## Prompt:
Each entry below is to be duplicated verbatim.

## Records provided:
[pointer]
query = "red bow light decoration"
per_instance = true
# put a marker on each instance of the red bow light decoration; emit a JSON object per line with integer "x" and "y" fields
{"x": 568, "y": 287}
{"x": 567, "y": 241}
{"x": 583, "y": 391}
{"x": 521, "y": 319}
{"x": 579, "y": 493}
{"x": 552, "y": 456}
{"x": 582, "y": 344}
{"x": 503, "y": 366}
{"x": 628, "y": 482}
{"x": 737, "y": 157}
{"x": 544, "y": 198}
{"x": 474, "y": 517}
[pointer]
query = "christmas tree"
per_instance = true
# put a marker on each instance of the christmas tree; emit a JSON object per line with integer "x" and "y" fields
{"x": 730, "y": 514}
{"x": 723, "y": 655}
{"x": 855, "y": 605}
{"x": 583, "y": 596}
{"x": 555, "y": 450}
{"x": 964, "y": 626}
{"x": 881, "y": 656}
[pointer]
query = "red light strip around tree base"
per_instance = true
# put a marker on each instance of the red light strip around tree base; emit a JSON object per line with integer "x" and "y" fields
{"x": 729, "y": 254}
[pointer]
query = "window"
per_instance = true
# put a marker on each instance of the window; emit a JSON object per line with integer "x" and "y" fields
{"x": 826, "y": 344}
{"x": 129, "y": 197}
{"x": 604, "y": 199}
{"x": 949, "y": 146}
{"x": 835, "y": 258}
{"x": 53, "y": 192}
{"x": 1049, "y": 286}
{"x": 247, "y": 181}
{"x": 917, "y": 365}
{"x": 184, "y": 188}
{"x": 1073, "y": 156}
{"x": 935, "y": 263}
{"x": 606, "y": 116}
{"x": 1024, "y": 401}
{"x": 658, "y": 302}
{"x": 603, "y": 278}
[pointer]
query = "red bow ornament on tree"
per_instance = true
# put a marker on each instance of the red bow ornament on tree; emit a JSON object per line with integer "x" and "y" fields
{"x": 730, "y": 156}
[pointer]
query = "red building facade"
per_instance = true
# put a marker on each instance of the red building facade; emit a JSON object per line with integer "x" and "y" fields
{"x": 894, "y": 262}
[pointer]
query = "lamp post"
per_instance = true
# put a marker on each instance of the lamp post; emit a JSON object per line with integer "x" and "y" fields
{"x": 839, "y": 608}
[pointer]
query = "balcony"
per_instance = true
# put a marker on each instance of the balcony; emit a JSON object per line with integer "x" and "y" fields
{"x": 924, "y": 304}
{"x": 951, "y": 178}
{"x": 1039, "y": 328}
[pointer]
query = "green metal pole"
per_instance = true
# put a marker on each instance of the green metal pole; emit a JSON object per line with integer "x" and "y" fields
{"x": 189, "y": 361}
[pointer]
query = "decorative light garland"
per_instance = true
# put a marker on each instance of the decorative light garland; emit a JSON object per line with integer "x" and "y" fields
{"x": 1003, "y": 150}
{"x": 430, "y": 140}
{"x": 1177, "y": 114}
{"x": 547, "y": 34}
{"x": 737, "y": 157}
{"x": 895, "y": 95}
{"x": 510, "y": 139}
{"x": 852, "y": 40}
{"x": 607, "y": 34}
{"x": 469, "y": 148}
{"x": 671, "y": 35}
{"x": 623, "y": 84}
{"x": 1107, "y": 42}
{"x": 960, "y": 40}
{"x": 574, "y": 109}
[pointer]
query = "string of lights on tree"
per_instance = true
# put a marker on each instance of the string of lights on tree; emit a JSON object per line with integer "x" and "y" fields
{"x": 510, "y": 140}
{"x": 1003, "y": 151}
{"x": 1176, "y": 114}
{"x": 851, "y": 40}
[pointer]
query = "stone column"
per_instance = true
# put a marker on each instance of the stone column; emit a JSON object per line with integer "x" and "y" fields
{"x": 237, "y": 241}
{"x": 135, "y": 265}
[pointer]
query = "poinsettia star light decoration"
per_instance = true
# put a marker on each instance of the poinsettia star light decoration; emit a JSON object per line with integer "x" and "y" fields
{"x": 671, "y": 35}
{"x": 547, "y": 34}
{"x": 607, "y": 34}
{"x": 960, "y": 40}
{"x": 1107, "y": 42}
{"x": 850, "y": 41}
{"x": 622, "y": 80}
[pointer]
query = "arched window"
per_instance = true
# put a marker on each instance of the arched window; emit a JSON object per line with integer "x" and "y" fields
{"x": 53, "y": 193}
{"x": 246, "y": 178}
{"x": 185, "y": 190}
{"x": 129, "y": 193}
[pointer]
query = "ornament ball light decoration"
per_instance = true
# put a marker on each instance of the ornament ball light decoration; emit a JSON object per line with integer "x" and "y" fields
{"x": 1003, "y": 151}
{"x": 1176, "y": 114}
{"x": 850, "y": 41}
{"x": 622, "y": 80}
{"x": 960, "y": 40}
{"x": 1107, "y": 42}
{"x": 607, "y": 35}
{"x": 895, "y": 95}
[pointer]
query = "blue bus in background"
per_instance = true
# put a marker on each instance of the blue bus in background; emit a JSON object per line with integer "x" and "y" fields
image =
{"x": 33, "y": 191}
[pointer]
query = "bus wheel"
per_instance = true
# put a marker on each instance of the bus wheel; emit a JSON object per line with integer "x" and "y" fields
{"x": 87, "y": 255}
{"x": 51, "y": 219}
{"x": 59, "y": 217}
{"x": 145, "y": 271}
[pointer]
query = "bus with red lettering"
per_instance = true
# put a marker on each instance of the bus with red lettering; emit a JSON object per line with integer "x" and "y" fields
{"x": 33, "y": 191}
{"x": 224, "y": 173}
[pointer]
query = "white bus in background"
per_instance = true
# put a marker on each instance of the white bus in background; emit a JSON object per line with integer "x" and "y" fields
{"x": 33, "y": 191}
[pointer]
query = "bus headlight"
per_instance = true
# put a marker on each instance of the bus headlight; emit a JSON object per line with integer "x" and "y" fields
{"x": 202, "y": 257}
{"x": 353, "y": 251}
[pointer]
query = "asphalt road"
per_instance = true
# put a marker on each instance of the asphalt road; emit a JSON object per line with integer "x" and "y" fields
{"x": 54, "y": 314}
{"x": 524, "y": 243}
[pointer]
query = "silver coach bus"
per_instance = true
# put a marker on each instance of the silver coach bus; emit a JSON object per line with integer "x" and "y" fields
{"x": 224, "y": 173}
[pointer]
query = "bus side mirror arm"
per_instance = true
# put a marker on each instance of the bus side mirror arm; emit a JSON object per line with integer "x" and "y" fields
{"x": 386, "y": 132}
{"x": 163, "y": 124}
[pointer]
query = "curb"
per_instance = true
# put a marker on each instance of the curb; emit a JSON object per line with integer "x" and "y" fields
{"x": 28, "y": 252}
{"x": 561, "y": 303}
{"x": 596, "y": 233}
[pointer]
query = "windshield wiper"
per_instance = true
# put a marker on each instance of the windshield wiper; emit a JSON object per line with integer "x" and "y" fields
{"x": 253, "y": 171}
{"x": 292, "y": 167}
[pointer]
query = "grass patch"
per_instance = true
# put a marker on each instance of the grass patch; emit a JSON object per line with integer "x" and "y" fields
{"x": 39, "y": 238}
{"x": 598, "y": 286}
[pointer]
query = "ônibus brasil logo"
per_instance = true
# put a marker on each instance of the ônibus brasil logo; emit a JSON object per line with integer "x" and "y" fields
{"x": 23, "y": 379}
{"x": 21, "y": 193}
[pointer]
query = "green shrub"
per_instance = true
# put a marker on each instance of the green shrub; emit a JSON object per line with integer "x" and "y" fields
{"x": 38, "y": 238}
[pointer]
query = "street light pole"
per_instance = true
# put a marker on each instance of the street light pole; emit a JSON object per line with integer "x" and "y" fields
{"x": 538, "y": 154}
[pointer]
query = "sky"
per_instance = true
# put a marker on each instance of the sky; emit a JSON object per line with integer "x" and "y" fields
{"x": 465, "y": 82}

## Solved problem:
[pointer]
query = "red bow light decoration"
per_instance = true
# put a marker on each instance of the red bow light decoration; emit a JSON object per line with integer "x" and "y" fields
{"x": 568, "y": 287}
{"x": 567, "y": 241}
{"x": 583, "y": 391}
{"x": 521, "y": 319}
{"x": 579, "y": 493}
{"x": 552, "y": 456}
{"x": 582, "y": 344}
{"x": 503, "y": 366}
{"x": 628, "y": 482}
{"x": 737, "y": 157}
{"x": 544, "y": 198}
{"x": 474, "y": 517}
[pointer]
query = "christmas tree"
per_instance = true
# put a marker on each instance of the christmas tree; emit a JSON object per line with integer "x" and "y" fields
{"x": 730, "y": 514}
{"x": 723, "y": 655}
{"x": 855, "y": 605}
{"x": 583, "y": 596}
{"x": 555, "y": 450}
{"x": 964, "y": 626}
{"x": 881, "y": 656}
[pointer]
query = "red light strip around tree base"
per_instance = true
# put a marker on each instance of the red light strip around tree base; emit a JSON object per line with integer "x" and "y" fields
{"x": 729, "y": 254}
[pointer]
query = "window"
per_instance = true
# put a marker on each instance of the window; emit a JSON object per line with integer "x" and "y" fields
{"x": 826, "y": 344}
{"x": 129, "y": 197}
{"x": 604, "y": 199}
{"x": 949, "y": 146}
{"x": 835, "y": 258}
{"x": 53, "y": 192}
{"x": 1049, "y": 286}
{"x": 247, "y": 181}
{"x": 917, "y": 365}
{"x": 184, "y": 188}
{"x": 1073, "y": 156}
{"x": 935, "y": 263}
{"x": 606, "y": 116}
{"x": 1024, "y": 401}
{"x": 658, "y": 302}
{"x": 603, "y": 278}
[pointer]
query = "red bow ornament on tree"
per_instance = true
# put a marker on each instance of the red bow ornament on tree; emit a JSON object per line with integer "x" and "y" fields
{"x": 730, "y": 156}
[pointer]
query = "red building facade"
per_instance = true
# put a marker on each instance of the red building facade; emit a JSON object per line with integer "x" and "y" fields
{"x": 894, "y": 262}
[pointer]
query = "lamp post"
per_instance = true
# put a marker on each instance of the lamp post; emit a JSON object per line with integer "x" and "y" fields
{"x": 839, "y": 608}
[pointer]
query = "balcony"
per_instance = true
# put a marker on each instance of the balcony; emit a JSON object per line with integer "x" and "y" fields
{"x": 924, "y": 304}
{"x": 951, "y": 178}
{"x": 1039, "y": 328}
[pointer]
query = "green metal pole"
per_instance = true
# put a marker on each instance of the green metal pole; emit a JSON object per line with integer "x" and "y" fields
{"x": 189, "y": 361}
[pointer]
query = "decorative light garland"
per_instance = true
# put a marker on each instance of the decorative light garland; emit a JSON object per line with integer "x" and "y" fields
{"x": 1003, "y": 150}
{"x": 430, "y": 140}
{"x": 1177, "y": 114}
{"x": 547, "y": 34}
{"x": 737, "y": 157}
{"x": 895, "y": 95}
{"x": 510, "y": 139}
{"x": 852, "y": 40}
{"x": 607, "y": 34}
{"x": 469, "y": 148}
{"x": 671, "y": 35}
{"x": 623, "y": 84}
{"x": 1107, "y": 42}
{"x": 960, "y": 40}
{"x": 574, "y": 109}
[pointer]
query = "string of lights on tree"
per_instance = true
# put a marker on each instance of the string of lights on tree; emit a JSON object per line with integer "x" and "y" fields
{"x": 510, "y": 140}
{"x": 1003, "y": 151}
{"x": 1176, "y": 114}
{"x": 851, "y": 40}
[pointer]
query = "stone column"
per_instance = true
# put a marker on each instance of the stone column; emit a JSON object per line with integer "x" and "y" fields
{"x": 237, "y": 241}
{"x": 135, "y": 265}
[pointer]
query = "poinsettia star light decoration"
per_instance = true
# put a marker on each instance of the poinsettia star light decoration; emit a JSON object per line with integer "x" and "y" fields
{"x": 671, "y": 35}
{"x": 547, "y": 34}
{"x": 607, "y": 34}
{"x": 960, "y": 40}
{"x": 1107, "y": 42}
{"x": 850, "y": 41}
{"x": 622, "y": 80}
[pointer]
query = "arched window"
per_instance = true
# put a marker on each instance of the arched window; emit a JSON object per line with integer "x" and "y" fields
{"x": 53, "y": 193}
{"x": 246, "y": 178}
{"x": 185, "y": 190}
{"x": 129, "y": 193}
[pointer]
query = "ornament ball light decoration"
per_instance = true
# put a marker on each instance of the ornament ball light decoration; emit a JSON object per line with integer "x" and "y" fields
{"x": 1003, "y": 151}
{"x": 1176, "y": 114}
{"x": 850, "y": 41}
{"x": 622, "y": 80}
{"x": 960, "y": 40}
{"x": 1107, "y": 42}
{"x": 607, "y": 35}
{"x": 895, "y": 95}
[pointer]
query = "blue bus in background"
per_instance = true
# put a marker on each instance of the blue bus in background; emit a JSON object per line with integer "x" and "y" fields
image =
{"x": 33, "y": 191}
[pointer]
query = "bus wheel"
per_instance = true
# put a marker on each instance of the bus wheel; emit a JSON object per line with integer "x" and "y" fields
{"x": 87, "y": 255}
{"x": 51, "y": 219}
{"x": 59, "y": 217}
{"x": 145, "y": 271}
[pointer]
query = "bus with red lettering"
per_instance = true
# put a marker on each instance of the bus with red lettering; emit a JSON object per line with integer "x" and "y" fields
{"x": 33, "y": 191}
{"x": 224, "y": 173}
[pointer]
query = "white bus in background"
per_instance = true
# put a marker on each instance of the white bus in background; emit a JSON object per line with integer "x" and "y" fields
{"x": 33, "y": 191}
[pointer]
query = "bus headlight"
per_instance = true
# put a marker on each instance of the bus headlight; emit a JSON object per line with integer "x" and "y" fields
{"x": 202, "y": 257}
{"x": 353, "y": 251}
[pointer]
query = "asphalt road"
per_instance = true
# put a marker on each instance of the asphalt road; emit a JSON object per line with integer "x" and "y" fields
{"x": 54, "y": 314}
{"x": 524, "y": 243}
[pointer]
query = "silver coach bus"
per_instance = true
# put a marker on each instance of the silver coach bus; emit a JSON object per line with integer "x" and "y" fields
{"x": 224, "y": 173}
[pointer]
query = "bus side mirror arm"
per_instance = true
# put a marker on each instance of the bus side mirror arm; emit a JSON object per line with integer "x" and "y" fields
{"x": 386, "y": 132}
{"x": 163, "y": 124}
[pointer]
query = "curb"
per_instance = true
# put a marker on each instance of the curb; emit a JSON object per line with integer "x" and "y" fields
{"x": 28, "y": 252}
{"x": 561, "y": 303}
{"x": 596, "y": 233}
[pointer]
query = "windshield wiper"
per_instance = true
# put a marker on each instance of the windshield wiper; emit a JSON object per line with integer "x" and "y" fields
{"x": 253, "y": 171}
{"x": 292, "y": 167}
[pointer]
query = "grass patch"
per_instance = true
# put a marker on each instance of the grass patch; emit a JSON object per line with integer "x" and "y" fields
{"x": 39, "y": 238}
{"x": 598, "y": 286}
[pointer]
query = "ônibus brasil logo"
per_instance = true
# put a marker on each instance of the ônibus brasil logo; emit a JSON object per line with integer "x" and "y" fields
{"x": 23, "y": 379}
{"x": 21, "y": 193}
[pointer]
query = "green shrub"
per_instance = true
# put a marker on each instance of the green shrub; emit a JSON object per line with integer "x" and "y" fields
{"x": 38, "y": 238}
[pointer]
query = "street light pole"
per_instance = true
# put a marker on each instance of the street light pole; emit a JSON object per line with integer "x" and "y" fields
{"x": 538, "y": 154}
[pointer]
query = "sky"
per_instance = true
# put a marker on each instance of the sky; emit a JSON object per line with integer "x" and "y" fields
{"x": 465, "y": 82}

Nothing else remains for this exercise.